Data supplied
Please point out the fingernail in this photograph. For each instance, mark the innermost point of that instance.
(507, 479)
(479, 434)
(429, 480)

==

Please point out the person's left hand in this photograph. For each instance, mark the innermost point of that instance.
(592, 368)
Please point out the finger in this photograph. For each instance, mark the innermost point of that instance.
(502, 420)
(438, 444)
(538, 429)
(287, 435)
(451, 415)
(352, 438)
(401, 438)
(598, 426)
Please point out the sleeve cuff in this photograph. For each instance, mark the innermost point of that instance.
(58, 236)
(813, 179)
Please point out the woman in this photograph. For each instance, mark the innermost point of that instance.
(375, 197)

Exercise details
Report every line of the material above that contains the string "instance". Case counts.

Exercise response
Please point out the fingernail in this photograph. For each instance, mark the innermost point of that instance.
Please point out the person's left hand in this photograph. For each instance, mark the innermost point of that instance.
Please point out the finger in this photograph. For each instance, mark the innermost point of that instance.
Please point out the sleeve cuff in this photograph. For each instance, mark the innermost point of that instance.
Please point out the woman in this photograph. For each instance, mark the innermost point of that instance.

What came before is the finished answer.